Pick up the forum thread about rideshare drivers keeping their iPhones safe from passengers, and continue it past its final post.

Excerpted text ::
===

# Drivers who uses iPhone XR, XS, XS Max



## autofill (Apr 1, 2016)

I’m curious what you guys are using to clamp down your $1k+ device? Are you not worried about some pax taking off with it?


----------



## Uber's Guber (Oct 22, 2017)

If you’re workin’ the ghettos, you have more to worry ‘bout then just losin’ yer phone.....


----------



## peteyvavs (Nov 18, 2015)

If a pax tried to take my phone I would get a new hand.


----------



## Classified (Feb 8, 2018)

autofill said:


> I'm curious what you guys are using to clamp down your $1k+ device? Are you not worried about some pax taking off with it?


I'm using magnetic mounts, phone is heavy so needs two magnets, it gets mounted in centre, so they could easily take it, iPhone xs max

But why would they? It's useless to them, without usin my face to unlock, it's tracked via find my iPhone, Uber is also tracking it, it's only good as parts to them, nope not worried, they could just as easily steal your car


----------



## oldfart (Dec 22, 2017)

autofill said:


> I'm curious what you guys are using to clamp down your $1k+ device? Are you not worried about some pax taking off with it?


Never occurred to me that that might be a problem


----------



## Kodyhead (May 26, 2015)

They can take the phone but they can try to get my badges over my dead body


----------



## Danny3xd (Nov 7, 2016)

I was worried when I first got a new and expensive flagship, next greatest thing cell phone telephone. But forgot about it. 

Never heard f it happening.

LoL!!! I just googled it. More drivers have stolen the rider's phones. New revenue stream given latest pay cuts?


----------



## autofill (Apr 1, 2016)

Classified said:


> I'm using magnetic mounts, phone is heavy so needs two magnets, it gets mounted in centre, so they could easily take it, iPhone xs max
> 
> But why would they? It's useless to them, without usin my face to unlock, it's tracked via find my iPhone, Uber is also tracking it, it's only good as parts to them, nope not worried, they could just as easily steal your car


They could sell it for a few hundred bucks as parts and you'll be out of an iPhone. Can't track it if it's turned off. Also unless you have a backup phone, you can't drive Uber until you buy a replacement iPhone. All this will set you back a grand $$. How many trips does it take to make up for that loss? I guess since I mostly drive during late night bar crowd, I'm kinda worry using an expensive iPhone and just wondering if any drivers figured out a way to make it more difficult to snatch or theft proof it.

===

Extracted records:
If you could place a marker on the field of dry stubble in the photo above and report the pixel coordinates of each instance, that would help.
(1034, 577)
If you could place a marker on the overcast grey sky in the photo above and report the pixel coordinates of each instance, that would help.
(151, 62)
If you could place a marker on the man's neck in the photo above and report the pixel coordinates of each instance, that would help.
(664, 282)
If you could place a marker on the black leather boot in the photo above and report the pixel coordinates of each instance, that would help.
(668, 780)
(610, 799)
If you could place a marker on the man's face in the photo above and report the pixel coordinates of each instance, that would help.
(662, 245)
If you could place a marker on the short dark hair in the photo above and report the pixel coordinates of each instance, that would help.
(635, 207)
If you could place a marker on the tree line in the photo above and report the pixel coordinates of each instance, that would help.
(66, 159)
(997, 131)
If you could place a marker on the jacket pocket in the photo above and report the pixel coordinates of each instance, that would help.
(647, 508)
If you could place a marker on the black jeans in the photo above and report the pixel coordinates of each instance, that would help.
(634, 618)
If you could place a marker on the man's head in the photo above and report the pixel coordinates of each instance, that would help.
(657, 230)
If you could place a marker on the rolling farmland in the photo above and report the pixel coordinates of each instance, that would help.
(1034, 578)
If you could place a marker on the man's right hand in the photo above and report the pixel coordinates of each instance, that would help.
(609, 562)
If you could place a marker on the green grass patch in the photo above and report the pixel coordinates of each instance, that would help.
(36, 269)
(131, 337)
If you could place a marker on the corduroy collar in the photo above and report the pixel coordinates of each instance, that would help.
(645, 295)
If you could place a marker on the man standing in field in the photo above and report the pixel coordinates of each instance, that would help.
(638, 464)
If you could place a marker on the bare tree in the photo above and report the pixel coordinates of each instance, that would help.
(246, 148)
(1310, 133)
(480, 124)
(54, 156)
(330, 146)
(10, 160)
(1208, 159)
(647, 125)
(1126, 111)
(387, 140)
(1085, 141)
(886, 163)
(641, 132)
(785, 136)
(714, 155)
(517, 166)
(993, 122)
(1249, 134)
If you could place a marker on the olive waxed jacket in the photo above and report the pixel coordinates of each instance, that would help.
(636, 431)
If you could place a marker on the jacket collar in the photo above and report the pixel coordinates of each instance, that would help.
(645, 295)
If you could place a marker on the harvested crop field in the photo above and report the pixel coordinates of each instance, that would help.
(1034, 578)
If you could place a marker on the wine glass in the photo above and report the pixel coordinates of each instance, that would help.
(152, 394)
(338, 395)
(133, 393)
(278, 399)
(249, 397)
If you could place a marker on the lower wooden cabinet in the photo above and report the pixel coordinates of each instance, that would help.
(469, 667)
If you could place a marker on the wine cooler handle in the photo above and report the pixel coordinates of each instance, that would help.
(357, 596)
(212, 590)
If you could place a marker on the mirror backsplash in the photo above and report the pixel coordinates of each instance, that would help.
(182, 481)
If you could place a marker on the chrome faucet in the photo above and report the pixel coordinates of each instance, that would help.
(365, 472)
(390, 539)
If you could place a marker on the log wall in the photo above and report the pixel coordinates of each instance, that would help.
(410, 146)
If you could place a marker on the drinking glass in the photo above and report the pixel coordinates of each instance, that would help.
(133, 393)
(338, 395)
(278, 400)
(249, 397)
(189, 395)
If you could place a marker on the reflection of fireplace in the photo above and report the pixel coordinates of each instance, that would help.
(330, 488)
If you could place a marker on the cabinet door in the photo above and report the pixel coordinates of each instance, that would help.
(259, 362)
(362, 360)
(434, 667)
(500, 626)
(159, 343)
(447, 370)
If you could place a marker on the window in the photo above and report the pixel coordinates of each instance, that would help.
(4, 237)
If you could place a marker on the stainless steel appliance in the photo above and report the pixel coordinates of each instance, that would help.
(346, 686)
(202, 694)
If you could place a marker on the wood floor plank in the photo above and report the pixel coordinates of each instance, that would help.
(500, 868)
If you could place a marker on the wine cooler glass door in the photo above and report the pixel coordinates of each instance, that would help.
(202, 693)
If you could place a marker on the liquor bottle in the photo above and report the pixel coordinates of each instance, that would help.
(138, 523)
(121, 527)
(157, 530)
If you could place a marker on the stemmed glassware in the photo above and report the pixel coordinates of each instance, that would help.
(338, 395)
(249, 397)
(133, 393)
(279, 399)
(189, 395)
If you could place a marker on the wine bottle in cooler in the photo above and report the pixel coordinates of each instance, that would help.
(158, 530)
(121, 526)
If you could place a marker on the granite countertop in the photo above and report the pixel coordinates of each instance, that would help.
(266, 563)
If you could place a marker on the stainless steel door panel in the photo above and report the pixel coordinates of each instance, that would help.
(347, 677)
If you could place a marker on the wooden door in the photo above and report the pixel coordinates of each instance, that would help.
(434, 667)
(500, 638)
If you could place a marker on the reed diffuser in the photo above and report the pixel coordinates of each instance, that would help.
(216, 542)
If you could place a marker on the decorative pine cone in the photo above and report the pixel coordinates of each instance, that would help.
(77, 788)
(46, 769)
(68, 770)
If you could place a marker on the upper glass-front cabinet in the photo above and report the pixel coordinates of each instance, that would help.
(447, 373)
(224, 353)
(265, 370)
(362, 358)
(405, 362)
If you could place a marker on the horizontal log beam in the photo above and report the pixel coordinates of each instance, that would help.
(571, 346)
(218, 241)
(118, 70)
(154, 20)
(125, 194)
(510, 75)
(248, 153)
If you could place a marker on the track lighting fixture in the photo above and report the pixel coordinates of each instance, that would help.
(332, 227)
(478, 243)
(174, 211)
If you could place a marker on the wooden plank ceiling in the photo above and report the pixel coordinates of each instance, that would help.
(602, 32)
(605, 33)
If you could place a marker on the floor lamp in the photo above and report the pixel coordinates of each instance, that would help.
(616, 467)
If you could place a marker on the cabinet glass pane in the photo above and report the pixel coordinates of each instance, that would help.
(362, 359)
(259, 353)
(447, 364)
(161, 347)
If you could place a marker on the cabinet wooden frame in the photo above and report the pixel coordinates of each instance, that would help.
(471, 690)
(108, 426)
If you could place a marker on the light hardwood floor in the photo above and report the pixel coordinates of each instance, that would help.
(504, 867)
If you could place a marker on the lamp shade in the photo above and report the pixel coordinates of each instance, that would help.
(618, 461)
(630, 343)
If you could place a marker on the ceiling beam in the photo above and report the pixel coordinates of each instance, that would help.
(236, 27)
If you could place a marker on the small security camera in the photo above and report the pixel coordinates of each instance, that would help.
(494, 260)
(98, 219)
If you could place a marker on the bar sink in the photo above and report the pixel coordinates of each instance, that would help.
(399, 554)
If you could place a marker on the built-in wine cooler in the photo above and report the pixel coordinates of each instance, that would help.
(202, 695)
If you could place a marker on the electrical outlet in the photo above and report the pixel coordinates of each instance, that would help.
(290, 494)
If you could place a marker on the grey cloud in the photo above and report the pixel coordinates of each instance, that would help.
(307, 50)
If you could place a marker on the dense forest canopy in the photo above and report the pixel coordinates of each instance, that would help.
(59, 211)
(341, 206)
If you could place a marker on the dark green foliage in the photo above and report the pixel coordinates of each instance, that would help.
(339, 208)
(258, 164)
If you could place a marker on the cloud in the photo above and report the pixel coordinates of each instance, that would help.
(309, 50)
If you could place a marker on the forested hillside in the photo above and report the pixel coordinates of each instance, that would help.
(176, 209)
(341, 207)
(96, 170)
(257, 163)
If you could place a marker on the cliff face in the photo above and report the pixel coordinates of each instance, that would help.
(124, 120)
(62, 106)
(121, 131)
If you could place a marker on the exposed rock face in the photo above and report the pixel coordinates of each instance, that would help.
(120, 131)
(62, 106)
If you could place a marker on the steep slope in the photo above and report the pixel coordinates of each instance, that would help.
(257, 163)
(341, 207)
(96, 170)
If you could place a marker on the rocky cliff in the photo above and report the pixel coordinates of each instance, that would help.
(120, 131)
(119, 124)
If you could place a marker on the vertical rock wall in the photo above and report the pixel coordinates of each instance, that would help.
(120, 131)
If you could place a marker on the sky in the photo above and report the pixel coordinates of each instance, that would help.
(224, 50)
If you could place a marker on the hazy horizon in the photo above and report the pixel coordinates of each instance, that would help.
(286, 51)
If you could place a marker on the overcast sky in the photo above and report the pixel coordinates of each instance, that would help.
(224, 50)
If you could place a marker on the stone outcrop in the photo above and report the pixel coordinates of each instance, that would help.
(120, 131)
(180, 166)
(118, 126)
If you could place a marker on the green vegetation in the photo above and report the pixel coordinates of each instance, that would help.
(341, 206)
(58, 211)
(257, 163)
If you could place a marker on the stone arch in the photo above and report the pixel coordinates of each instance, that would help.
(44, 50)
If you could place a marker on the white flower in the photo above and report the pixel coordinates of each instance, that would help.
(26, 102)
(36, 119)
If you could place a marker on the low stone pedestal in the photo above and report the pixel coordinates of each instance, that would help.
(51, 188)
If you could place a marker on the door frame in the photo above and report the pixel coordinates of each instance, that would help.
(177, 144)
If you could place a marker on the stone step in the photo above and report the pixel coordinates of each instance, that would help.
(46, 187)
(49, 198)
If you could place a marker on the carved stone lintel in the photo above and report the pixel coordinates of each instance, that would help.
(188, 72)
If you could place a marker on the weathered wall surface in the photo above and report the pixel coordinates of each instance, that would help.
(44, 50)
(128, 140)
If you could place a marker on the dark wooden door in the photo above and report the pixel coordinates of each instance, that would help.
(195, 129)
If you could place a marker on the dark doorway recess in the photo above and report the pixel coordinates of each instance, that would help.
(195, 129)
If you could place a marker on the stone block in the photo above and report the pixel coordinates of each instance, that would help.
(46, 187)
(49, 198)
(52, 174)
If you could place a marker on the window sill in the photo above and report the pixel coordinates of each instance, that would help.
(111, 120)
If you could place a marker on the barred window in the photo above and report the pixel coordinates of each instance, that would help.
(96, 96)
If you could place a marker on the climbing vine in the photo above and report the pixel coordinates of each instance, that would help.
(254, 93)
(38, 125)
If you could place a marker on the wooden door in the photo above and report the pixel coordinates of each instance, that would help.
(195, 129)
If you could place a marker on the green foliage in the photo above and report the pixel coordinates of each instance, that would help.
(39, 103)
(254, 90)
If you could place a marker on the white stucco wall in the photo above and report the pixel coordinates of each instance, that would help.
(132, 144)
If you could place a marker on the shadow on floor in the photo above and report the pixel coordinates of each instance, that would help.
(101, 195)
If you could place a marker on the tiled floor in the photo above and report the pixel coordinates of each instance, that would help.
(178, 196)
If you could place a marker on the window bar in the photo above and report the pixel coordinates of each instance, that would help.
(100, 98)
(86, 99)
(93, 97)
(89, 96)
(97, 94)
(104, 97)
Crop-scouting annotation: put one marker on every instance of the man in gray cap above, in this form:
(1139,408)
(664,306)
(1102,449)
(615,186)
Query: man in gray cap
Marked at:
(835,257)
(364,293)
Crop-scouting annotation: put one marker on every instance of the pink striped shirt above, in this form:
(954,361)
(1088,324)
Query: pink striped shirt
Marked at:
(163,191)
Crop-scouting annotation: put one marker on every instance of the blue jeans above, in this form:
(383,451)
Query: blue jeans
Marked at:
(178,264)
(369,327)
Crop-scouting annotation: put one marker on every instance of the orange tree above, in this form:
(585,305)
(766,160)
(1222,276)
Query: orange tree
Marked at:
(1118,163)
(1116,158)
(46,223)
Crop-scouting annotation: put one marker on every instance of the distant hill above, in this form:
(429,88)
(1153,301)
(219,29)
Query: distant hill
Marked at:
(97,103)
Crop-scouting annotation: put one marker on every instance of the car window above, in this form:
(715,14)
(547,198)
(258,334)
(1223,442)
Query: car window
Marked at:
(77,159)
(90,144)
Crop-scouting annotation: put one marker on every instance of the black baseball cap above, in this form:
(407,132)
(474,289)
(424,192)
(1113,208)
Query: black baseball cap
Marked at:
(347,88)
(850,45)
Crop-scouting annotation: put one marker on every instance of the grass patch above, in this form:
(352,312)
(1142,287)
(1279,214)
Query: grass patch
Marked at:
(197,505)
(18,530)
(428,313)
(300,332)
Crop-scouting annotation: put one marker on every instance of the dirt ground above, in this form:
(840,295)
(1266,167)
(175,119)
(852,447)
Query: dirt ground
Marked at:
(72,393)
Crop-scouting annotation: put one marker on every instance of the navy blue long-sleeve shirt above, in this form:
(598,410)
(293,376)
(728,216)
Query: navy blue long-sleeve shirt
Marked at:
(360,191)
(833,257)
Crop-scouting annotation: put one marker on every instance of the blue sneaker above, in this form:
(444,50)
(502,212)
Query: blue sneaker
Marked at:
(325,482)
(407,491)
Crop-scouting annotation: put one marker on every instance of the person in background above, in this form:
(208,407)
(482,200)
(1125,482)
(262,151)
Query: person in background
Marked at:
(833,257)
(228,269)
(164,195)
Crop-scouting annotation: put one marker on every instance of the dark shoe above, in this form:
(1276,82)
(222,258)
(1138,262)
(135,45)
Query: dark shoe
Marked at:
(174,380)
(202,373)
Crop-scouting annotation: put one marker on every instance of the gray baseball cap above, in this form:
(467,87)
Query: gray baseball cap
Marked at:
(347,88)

===

Exercise response ::
----------



## Classified (Feb 8, 2018)

autofill said:


> They could sell it for a few hundred bucks as parts and you'll be out of an iPhone. Can't track it if it's turned off. Also unless you have a backup phone, you can't drive Uber until you buy a replacement iPhone. All this will set you back a grand $$. How many trips does it take to make up for that loss? I guess since I mostly drive during late night bar crowd, I'm kinda worry using an expensive iPhone and just wondering if any drivers figured out a way to make it more difficult to snatch or theft proof it.


They can take my phone, it's insured, il gladly get a new one. A temp replacement phone is annoying. 
Still have my old 6s, so I'm safe in that respect,

But yea I get your point, the screen is the only good part, for resale, if they snatch my phone, il notice and chase them, some drivers keep phone on drivers door side, one point no one seems to notice,

Pick pocketers, I almost had my wallet stolen, from rider in backseat


----------



## Uber's Guber (Oct 22, 2017)

Classified said:


> Pick pocketers, I almost had my wallet stolen, from rider in backseat


Are you John?


----------



## Las Vegas Dude (Sep 3, 2018)

I keep my wallet in my back pocket and I only carry one credit card with me, when I started rideshare I took all the rest of my cards out.


----------



## NorCalPhil (Aug 19, 2016)

autofill said:


> I'm curious what you guys are using to clamp down your $1k+ device?





Classified said:


> It's useless to them, without usin my face to unlock


Ok, so what are you using to clamp down on your face?


----------



## peteyvavs (Nov 18, 2015)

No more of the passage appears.